In [24]:
import minsearch
import json
import os
from dotenv import load_dotenv
import requests


dotenv_path = '/Users/dandyrahman/Documents/Projects/LLM-ZoomCamp/.env'
load_dotenv(dotenv_path)

OPENAI_API_KEY = os.environ.get("OPENAI_API_KEY")
DATASAUR_API_KEY = os.environ.get("DATASAUR_API_KEY")

In [25]:
with open('../01-intro/documents.json', 'rt') as f_in:
    docs_raw = json.load(f_in)

documents = []

for course_dict in docs_raw:
    for doc in course_dict['documents']:
        doc['course'] = course_dict['course']
        documents.append(doc)


In [26]:
from openai import OpenAI

client = OpenAI(
    base_url='http://localhost:11434/v1/',
    api_key='ollama',
)

In [27]:
def build_prompt(query, search_results):
    prompt_template = """
You're a course teaching assistant. Answer the QUESTION based on the CONTEXT. 
Use only the facts from the CONTEXT when answering the QUESTION. 
If the CONTEXT doesn't have answer, output NONE.

QUESTION: {question}

CONTEXT: {context}

    """

    context = "\n"

    for doc in search_results:
        context += f"section: {doc['section']}\nquestion: {doc['question']}\nanswer: {doc['text']}\n\n"

    prompt = prompt_template.format(question=query, context=context).strip()

    return prompt

In [28]:
def llm(prompt):
    response = client.chat.completions.create(
                    model= "phi3",
                    messages=[{"role": "user",
                            "content": prompt}]
                )
    
    return response.choices[0].message.content

In [29]:
def rag(query):
    search_results = search(query)
    prompt = build_prompt(query, search_results)
    answer = llm(prompt)

    return answer

In [30]:
from elasticsearch import Elasticsearch

In [31]:
es_client = Elasticsearch("http://localhost:9200")

In [32]:
index_settings = {
    "settings": {
        "number_of_shards": 1,
        "number_of_replicas": 0
    },
    "mappings": {
        "properties": {
            "text": {"type": "text"},
            "section": {"type": "text"},
            "question": {"type": "text"},
            "course": {"type": "keyword"} 
        }
    }
}

index_name = "course-questions"

es_client.indices.create(index=index_name, body=index_settings)

ObjectApiResponse({'acknowledged': True, 'shards_acknowledged': True, 'index': 'course-questions'})

In [33]:
from tqdm.auto import tqdm

In [34]:
for doc in tqdm(documents):
    es_client.index(index=index_name, document=doc)

100%|██████████| 948/948 [00:02<00:00, 329.24it/s]


In [35]:
query = "I just discovered the course. Can I still join it?"

In [36]:
def elastic_search(query):
    search_query = {
        "size": 5,
        "query": {
            "bool": {
                "must": {
                    "multi_match": {
                        "query": query,
                        "fields": ["question^3", "text", "section"],
                        "type": "best_fields"

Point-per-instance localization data
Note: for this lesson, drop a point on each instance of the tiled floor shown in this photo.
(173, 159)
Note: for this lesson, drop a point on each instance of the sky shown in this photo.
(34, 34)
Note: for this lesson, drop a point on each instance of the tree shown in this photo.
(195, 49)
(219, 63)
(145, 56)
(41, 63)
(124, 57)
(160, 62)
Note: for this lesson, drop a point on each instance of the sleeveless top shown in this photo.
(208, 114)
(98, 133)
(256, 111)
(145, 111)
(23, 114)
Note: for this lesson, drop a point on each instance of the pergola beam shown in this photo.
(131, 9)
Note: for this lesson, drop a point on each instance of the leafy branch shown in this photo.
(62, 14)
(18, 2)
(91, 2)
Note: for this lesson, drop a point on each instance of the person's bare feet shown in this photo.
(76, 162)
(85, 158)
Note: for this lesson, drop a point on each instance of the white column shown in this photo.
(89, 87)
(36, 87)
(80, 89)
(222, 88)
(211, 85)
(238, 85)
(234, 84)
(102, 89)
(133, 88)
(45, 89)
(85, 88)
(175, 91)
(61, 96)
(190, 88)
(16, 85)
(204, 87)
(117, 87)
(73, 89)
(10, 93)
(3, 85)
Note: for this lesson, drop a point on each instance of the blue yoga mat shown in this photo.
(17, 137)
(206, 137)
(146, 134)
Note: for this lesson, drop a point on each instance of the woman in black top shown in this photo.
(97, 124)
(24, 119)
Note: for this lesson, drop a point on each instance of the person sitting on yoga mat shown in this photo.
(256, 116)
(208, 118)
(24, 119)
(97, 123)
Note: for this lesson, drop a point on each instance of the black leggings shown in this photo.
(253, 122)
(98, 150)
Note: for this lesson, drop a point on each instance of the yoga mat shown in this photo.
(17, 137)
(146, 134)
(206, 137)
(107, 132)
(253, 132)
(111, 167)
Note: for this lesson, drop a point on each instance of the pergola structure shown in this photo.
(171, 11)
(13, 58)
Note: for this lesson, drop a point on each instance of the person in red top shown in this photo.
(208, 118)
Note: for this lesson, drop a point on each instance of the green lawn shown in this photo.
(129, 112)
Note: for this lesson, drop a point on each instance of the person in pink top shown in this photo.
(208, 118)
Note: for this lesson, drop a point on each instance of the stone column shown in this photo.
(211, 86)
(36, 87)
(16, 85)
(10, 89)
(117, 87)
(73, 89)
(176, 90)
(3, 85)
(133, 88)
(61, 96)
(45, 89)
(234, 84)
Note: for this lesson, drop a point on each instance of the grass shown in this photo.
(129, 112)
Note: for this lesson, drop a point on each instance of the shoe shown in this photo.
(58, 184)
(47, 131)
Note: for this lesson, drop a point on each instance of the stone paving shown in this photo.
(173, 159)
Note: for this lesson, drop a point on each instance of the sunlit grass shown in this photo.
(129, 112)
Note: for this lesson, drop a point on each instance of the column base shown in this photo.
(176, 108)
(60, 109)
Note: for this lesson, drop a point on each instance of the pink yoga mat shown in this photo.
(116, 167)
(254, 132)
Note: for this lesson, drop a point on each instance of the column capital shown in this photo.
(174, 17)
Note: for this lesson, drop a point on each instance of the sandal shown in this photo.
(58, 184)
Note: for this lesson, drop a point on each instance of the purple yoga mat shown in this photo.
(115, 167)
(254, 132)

* _GOAL OF THE EXERCISE_: Carry on the course-question search notebook from the point where it stops.

* _RESPONSE_:
                    }
                },
                "filter": {
                    "term": {
                        "course": "data-engineering-zoomcamp"
                    }
                }
            }
        }
    }

    response = es_client.search(index=index_name, body=search_query)

    result_docs = []

    for hit in response['hits']['hits']:
        result_docs.append(hit['_source'])

    return result_docs

In [37]:
def rag_elastic(query):
    search_results = elastic_search(query)
    prompt = build_prompt(query, search_results)
    answer = llm(prompt)

    return answer

In [43]:
rag_elastic(query)

" As a course teaching assistant, I would like you to know that even though there are specific dates for turning in projects mentioned later on (which implies deadlines), generally speaking, if you're interested and ready to participate, yes, as long as it hasn't reached its last possible registration time before the start date. Please ensure to manage your submission times appropriately to avoid any rush at the end. However, this isn’t directly answered in provided contexts but can be inferred from different answers given throughout various sections of course-related questions."

In [44]:
print(_)

 As a course teaching assistant, I would like you to know that even though there are specific dates for turning in projects mentioned later on (which implies deadlines), generally speaking, if you're interested and ready to participate, yes, as long as it hasn't reached its last possible registration time before the start date. Please ensure to manage your submission times appropriately to avoid any rush at the end. However, this isn’t directly answered in provided contexts but can be inferred from different answers given throughout various sections of course-related questions.